## TAREAS POR REALIZAR
1. Según el texto sobre Alan Turing, ¿para qué queda espacio libre en la banca donde está sentada su estatua?
2. Prosigue el texto sobre Alan Turing a partir de su última oración.

## TEXTO DEL EJERCICIO
--
Así es como se hace una épica biográfica.

En un parque de Manchester hay una estatua de Alan Turing. La estatua lo retrata sentado en una banca, sonriente, con una manzana en una mano. En la banca hay espacio para que se siente una persona más y pueda sentirse amigo de Turing. Es uno de los pocos reconocimientos que hay a sus logros.

A Alan Turing le debemos mucho. En este momento escribo en una máquina que existe gracias a él. Como dice la placa de su monumento, Turing es ni más ni menos el padre de las computadoras, un matemático brillante y, como también se lee en la placa, una víctima de la intolerancia.

Turing era homosexual. Se suicidó en 1954, después de pasar unos años sometido a una terapia hormonal para curarlo . Verán, en Inglaterra la homosexualidad estuvo proscrita hasta bien entrado el siglo XX. Turing fue víctima de ese sinsentido.

Turing debería ser nuestro héroe, nuestro Isaac Newton posmoderno. Poco a poco se la he hecho justicia. Hace poco la corona inglesa le extendió el perdón al cargo de indecencia bajo el que vivió.

Ha llegado la hora de que Alan Turing se convierta en una estrella. Y lo es gracias a una película.
--
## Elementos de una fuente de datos

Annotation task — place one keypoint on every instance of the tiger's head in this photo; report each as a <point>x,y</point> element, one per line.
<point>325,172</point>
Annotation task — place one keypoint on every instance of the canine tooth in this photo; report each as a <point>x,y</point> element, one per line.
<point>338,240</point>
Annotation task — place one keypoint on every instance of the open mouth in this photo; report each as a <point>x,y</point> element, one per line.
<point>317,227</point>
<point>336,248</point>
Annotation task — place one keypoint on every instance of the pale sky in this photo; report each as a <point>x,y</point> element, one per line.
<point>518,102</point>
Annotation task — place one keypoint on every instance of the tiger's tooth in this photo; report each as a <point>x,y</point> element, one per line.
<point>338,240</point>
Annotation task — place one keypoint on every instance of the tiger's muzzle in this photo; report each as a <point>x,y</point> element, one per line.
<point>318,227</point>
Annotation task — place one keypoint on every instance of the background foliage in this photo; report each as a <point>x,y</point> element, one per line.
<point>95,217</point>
--
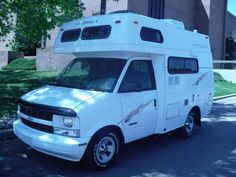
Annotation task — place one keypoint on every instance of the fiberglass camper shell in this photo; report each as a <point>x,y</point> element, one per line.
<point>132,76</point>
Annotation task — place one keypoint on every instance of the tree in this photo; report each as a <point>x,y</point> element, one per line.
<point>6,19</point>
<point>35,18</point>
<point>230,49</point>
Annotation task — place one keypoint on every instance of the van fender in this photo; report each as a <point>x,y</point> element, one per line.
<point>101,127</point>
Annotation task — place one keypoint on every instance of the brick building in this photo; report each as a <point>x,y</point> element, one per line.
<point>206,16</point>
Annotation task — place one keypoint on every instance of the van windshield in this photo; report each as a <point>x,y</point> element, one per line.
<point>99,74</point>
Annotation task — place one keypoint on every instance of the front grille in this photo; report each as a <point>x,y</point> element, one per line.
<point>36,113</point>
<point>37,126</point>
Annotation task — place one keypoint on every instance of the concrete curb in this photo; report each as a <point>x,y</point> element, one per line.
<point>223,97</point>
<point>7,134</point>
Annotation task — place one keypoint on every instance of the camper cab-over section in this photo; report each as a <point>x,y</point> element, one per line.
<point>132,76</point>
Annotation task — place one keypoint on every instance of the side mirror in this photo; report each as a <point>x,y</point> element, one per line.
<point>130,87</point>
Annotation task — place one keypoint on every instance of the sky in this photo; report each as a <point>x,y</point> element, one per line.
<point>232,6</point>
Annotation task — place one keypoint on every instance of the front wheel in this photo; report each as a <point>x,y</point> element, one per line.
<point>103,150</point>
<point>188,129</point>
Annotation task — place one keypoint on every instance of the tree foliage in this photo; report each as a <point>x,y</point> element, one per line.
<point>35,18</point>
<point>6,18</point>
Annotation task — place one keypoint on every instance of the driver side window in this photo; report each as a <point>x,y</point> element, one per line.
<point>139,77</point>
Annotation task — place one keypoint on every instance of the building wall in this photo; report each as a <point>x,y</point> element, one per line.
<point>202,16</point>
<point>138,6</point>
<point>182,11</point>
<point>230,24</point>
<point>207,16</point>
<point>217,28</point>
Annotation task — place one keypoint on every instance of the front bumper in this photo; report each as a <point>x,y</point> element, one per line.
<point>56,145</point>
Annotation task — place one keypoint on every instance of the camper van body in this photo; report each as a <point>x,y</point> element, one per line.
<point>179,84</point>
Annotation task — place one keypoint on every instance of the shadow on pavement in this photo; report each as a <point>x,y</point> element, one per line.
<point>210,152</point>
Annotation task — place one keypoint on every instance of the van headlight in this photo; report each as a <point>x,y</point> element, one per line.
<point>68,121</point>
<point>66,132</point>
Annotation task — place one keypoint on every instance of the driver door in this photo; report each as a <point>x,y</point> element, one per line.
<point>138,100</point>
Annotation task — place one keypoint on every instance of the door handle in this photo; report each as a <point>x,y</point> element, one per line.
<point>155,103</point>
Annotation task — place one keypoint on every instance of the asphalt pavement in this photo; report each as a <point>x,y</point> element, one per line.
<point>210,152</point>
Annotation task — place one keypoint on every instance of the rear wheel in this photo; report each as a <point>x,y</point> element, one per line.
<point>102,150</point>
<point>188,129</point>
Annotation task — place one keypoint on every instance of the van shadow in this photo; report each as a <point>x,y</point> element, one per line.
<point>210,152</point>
--
## RESULTADOS POR TAREA
1. En la banca queda espacio para que se siente una persona más y pueda sentirse amigo de Turing.

2.
Qué cinta tan buena es El código Enigma (The Imitation Game, su título original, es más evocativo. Más adelante me explico), de Morten Tyldum. El protagonista es Alan Turing en su momento clave: la Segunda Guerra Mundial.

Turing (Benedict Cumberbatch, el actor favorito de la era de Internet, en una actuación nominada al Óscar) es un joven matemático, quizá el matemático más brillante del mundo, como él mismo anuncia sin pudor. Sus talentos son necesarios en el esfuerzo bélico y es reclutado por la inteligencia británica. Su misión: destruir el código indestructible de las fuerzas armadas nazis, el código Enigma.

Turing, aficionado a los crucigramas y los acertijos, forma parte de un equipo que, lápiz y papel en mano, tratan de resolver los mensajes secretos de los nazis. Como cabe esperarse, fracasan cada vez.

Hasta que Turing tiene una idea brillante: construir una máquina que puede realizar el trabajo de miles de decodificadores en un instante. La idea genial, como suele ser, suena a locura. Y no ayuda el hecho de que Turing es odiado por sus compañeros. El asunto es que Turing es raro, un tipo con mucha dificultad para relacionarse. Sus superiores tampoco lo soportan.

(Ese retrato semiautista de Turing es uno de los puntos controversiales de la película. Según otros retratos del personaje, por ejemplo el que hace escritor Neal Stephenson en la novela Criptonomicón, Turing tenía un personalidad magnética, con gran sentido del humor. Un tipo peculiar, sí, pero en ningún modo antisocial).

Turing consigue construir su máquina (el propio Churchill le consigue la autorización y los fondos), una de las primeras computadoras de la historia. La máquina se llama Christopher y la razón es desgarradora. No la revelaré aquí, vale la pena descubrirlo en la cinta.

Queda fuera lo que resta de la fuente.